● **DATASET CONTENT**:
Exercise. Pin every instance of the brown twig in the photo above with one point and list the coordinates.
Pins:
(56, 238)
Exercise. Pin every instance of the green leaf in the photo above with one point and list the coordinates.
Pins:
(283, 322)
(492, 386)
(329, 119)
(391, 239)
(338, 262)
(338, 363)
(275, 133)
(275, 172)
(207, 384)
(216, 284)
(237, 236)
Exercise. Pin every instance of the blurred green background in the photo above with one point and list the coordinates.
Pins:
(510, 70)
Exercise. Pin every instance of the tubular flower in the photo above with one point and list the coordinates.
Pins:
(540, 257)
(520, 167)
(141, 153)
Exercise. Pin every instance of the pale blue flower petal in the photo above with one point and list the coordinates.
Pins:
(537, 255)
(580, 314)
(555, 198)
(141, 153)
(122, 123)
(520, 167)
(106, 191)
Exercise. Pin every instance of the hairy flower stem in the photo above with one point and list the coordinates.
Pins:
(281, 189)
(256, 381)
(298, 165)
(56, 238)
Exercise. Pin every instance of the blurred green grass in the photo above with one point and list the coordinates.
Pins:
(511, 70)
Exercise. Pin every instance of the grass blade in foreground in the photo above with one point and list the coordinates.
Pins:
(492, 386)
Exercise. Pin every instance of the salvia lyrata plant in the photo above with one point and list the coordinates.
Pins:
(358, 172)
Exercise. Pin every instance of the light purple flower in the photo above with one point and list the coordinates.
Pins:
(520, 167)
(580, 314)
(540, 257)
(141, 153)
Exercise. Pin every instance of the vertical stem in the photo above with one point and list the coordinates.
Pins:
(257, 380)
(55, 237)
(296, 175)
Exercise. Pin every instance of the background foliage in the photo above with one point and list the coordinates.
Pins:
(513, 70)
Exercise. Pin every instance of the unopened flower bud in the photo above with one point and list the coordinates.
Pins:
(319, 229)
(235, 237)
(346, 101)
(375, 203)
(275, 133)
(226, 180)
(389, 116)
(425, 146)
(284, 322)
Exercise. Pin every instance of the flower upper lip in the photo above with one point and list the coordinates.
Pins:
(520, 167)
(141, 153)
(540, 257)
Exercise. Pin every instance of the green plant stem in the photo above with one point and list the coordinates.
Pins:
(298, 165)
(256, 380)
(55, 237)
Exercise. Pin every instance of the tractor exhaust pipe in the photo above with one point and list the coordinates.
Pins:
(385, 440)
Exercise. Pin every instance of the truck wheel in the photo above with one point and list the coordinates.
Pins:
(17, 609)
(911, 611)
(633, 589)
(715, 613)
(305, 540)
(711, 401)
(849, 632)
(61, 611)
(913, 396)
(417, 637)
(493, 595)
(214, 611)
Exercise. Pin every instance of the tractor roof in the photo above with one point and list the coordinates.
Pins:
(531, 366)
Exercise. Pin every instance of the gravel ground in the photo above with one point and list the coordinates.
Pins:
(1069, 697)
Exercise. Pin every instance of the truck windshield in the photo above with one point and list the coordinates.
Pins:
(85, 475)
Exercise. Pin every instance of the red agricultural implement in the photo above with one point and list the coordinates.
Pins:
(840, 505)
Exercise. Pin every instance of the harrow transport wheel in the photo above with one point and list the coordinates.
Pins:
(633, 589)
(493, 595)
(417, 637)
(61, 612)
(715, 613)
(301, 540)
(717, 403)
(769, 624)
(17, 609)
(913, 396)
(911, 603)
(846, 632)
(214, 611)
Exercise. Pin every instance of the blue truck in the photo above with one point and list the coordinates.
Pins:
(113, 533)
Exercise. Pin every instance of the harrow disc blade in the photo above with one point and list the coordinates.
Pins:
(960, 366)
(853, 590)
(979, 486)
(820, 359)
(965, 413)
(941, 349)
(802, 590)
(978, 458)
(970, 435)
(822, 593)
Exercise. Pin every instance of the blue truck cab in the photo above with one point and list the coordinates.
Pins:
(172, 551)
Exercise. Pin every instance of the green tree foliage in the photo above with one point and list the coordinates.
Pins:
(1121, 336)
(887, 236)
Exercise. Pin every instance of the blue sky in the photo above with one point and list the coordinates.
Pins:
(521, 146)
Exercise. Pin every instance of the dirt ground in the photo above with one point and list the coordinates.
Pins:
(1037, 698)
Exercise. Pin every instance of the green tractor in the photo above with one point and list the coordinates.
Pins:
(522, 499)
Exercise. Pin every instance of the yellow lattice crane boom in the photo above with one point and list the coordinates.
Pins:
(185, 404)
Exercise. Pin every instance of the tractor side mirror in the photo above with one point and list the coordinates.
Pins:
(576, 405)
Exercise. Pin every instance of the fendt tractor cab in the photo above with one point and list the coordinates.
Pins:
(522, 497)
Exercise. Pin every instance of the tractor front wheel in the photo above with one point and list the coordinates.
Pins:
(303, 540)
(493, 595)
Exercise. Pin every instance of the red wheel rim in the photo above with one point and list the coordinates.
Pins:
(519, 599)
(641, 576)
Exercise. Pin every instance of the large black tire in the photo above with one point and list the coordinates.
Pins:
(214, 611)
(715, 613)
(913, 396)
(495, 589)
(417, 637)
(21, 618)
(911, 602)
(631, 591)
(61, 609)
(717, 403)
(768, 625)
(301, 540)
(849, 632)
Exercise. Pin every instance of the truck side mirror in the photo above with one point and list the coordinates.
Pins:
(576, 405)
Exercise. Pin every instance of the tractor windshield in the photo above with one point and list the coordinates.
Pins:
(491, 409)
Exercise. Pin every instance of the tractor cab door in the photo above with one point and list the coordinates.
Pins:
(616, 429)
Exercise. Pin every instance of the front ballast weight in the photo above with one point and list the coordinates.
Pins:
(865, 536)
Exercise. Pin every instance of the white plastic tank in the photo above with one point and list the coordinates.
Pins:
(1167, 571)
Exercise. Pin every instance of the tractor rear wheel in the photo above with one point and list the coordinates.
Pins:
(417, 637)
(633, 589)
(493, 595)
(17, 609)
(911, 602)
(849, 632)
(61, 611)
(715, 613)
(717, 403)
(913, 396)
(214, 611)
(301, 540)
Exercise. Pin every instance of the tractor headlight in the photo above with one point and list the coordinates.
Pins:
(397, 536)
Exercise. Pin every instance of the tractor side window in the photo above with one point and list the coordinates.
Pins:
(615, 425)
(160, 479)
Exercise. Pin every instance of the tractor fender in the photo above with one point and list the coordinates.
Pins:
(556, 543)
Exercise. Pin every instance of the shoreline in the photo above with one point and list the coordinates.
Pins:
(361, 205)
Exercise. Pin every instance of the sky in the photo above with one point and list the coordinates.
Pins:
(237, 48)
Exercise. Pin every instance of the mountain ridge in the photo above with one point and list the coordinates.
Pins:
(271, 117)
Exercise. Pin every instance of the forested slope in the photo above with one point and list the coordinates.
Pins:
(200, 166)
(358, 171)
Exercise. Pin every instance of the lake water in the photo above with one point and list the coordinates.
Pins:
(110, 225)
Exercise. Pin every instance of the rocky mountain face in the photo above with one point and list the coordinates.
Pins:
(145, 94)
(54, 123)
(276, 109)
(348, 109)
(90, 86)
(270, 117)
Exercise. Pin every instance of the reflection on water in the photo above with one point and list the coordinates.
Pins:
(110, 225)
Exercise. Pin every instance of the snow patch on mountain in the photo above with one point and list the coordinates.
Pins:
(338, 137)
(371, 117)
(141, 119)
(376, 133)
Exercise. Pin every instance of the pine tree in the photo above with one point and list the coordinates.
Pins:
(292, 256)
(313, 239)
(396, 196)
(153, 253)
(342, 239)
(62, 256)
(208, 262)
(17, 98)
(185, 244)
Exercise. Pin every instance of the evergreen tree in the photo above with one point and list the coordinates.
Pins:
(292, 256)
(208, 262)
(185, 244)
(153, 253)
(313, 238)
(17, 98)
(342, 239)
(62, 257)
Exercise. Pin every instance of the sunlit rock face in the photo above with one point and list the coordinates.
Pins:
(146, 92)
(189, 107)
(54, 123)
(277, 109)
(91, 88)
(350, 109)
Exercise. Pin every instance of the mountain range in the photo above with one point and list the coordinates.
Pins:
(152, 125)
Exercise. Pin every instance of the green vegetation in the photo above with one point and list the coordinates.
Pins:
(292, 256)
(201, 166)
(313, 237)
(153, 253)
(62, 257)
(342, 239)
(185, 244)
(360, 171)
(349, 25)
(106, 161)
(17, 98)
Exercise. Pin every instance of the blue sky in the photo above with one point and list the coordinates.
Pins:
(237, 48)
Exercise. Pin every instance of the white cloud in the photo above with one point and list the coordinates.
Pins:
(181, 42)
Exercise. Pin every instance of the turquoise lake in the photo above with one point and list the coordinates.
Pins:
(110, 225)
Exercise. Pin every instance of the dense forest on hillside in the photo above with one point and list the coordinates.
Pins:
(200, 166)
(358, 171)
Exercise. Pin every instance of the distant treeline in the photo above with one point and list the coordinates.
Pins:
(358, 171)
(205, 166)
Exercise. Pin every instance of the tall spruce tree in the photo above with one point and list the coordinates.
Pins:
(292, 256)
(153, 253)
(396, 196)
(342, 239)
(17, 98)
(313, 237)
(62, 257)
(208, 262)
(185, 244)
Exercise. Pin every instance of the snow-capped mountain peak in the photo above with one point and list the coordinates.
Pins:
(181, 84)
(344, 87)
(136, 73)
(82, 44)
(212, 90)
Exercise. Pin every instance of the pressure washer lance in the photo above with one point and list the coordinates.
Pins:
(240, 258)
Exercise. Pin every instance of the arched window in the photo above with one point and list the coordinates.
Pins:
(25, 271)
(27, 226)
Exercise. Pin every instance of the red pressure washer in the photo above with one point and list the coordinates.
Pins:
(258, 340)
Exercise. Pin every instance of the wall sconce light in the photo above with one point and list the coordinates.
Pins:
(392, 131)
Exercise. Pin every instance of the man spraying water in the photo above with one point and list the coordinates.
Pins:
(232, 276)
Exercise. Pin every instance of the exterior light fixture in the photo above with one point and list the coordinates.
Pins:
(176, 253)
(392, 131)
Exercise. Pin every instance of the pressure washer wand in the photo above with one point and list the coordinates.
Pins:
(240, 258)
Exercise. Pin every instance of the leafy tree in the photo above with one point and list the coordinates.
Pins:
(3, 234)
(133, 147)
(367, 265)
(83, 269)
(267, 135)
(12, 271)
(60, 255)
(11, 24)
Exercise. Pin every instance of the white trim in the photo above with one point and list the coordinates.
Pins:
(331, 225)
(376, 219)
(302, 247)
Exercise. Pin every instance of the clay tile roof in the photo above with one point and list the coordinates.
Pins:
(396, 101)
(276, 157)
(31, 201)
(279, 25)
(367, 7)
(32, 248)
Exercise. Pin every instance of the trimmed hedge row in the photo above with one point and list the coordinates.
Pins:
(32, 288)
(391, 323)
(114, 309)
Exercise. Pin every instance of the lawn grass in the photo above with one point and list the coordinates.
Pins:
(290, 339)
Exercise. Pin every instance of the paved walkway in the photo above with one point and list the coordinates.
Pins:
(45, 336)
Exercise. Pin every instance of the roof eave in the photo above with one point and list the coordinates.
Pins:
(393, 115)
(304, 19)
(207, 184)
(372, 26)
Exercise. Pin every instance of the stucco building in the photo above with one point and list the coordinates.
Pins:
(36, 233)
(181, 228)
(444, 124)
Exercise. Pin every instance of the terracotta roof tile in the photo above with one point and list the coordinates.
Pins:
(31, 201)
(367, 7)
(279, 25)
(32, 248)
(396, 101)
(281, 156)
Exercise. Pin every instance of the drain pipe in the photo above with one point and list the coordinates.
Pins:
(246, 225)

● **TASK**: For every line in the listing above that mentions the word "windshield", make a copy.

● **ANSWER**:
Exercise. Pin every instance of the truck windshield in the photo above with one point and list the coordinates.
Exercise. Pin every instance of the tractor windshield in the photo above with one point and list the coordinates.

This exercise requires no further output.